* _ТЕКСТ ДЛЯ ЧТЕНИЯ_:
********

Ознакомительная версия.
Программа, основанная на повышении роли федеративных принципов, может стать очень успешной в восточных регионах страны. Ведь элементарное их сравнение с соседями показывает, насколько успешнее те развиваются. Разве не потому, что Аляска обладает всеми возможностями реального самоуправления и имеет собственный инвестиционный фонд в $43,6 млрд., штату удается привлекать инвесторов? Сейчас там добывается более 28 млн. т нефти в год (во всей Восточной Сибири и на Дальнем Востоке — чуть более 30 млн. т), заготавливается в полтора раза больше морепродуктов, чем на всем российском тихоокеанском побережье, а население Анкориджа выросло за последние 25 лет с 226 до 298 тыс. человек, тогда как число жителей Магадана — сократилось со 152 до 96 тыс. A посмотрите на Монголию с ее готовностью привлекать иностранных инвесторов: в России с ее госкорпорациями и олигархическими монополиями с 1991 по 2012 год добыча угля сократилась на 6 %, в Монголии — выросла в 3,1 раза; меди — упала на 6 % и выросла в 4,2 раза; золота — увеличилась на 20 % и в 3,7 раза; при этом ежегодные темпы прироста ВВП у нашего соседа достигали в начале 2010-х годов 18–22 %! Я не говорю о том, что территории, подобные Сибири, всегда развивались не как государственные проекты, а как следствие частной инициативы: в Соединенных Штатах частные компании провели к Тихому океану пять железных дорог против построенной в России одной, а потом… разобрали две из них за ненадобностью. Мы же до сих пор увлечены «модернизацией» БАМа, по которому гоним на экспорт руду и уголь. Москва, которая не смогла на протяжении XX века превратить Сибирь в евразийский аналог если не Калифорнии, то хотя бы Орегона или Британской Колумбии, должна смириться с отходом от командного метода управления.

********

* _ЗАДАНИЯ ДЛЯ ВЫПОЛНЕНИЯ_:
1. Почему, согласно тексту о Сибири, Аляске удается привлекать инвесторов? Ответьте одним-тремя предложениями.
2. Выпишите без изменений строки записей, начиная со строки, где есть «If you could locate the street», и до конца записей, включая обе границы.

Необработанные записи
********

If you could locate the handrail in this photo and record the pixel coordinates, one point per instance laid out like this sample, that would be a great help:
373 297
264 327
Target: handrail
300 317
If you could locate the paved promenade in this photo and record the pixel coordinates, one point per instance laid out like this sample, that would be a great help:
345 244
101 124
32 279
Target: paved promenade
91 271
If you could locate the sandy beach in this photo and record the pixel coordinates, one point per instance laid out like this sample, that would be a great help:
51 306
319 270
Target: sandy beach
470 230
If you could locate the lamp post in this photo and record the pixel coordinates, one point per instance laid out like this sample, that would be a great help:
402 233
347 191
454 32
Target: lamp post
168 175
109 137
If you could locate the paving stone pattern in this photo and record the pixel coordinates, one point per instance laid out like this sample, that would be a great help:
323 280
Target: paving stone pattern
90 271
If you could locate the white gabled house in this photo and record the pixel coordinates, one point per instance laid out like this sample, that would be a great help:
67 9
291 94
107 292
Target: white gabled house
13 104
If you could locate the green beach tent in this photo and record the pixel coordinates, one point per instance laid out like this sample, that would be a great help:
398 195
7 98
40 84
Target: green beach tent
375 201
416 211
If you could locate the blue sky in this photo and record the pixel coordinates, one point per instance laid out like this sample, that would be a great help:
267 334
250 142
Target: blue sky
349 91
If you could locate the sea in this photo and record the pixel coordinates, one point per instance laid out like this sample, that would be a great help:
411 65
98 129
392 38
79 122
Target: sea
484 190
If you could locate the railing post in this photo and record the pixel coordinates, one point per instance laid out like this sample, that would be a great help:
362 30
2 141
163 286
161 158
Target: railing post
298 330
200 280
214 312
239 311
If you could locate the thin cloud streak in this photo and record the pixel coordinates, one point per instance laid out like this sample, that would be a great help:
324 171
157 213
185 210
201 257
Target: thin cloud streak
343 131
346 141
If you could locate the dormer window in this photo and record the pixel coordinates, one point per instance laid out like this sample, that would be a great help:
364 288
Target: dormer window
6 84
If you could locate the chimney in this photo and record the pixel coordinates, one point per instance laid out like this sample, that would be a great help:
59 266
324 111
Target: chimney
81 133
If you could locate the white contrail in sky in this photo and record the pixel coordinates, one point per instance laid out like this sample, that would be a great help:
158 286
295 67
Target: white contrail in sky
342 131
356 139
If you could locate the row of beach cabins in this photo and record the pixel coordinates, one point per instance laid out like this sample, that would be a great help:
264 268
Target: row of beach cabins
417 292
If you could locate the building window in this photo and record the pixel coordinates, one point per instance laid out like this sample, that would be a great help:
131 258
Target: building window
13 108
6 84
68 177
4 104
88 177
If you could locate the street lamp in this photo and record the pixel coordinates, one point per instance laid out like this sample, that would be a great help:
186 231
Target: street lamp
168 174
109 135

********

* _ОТВЕТЫ ПО ЗАДАНИЯМ_:
1. Аляске удается привлекать инвесторов, потому что штат обладает всеми возможностями реального самоуправления и имеет собственный инвестиционный фонд в $43,6 млрд.

2.
If you could locate the street lamp in this photo and record the pixel coordinates, one point per instance laid out like this sample, that would be a great help:
186 231
Target: street lamp
168 174
109 135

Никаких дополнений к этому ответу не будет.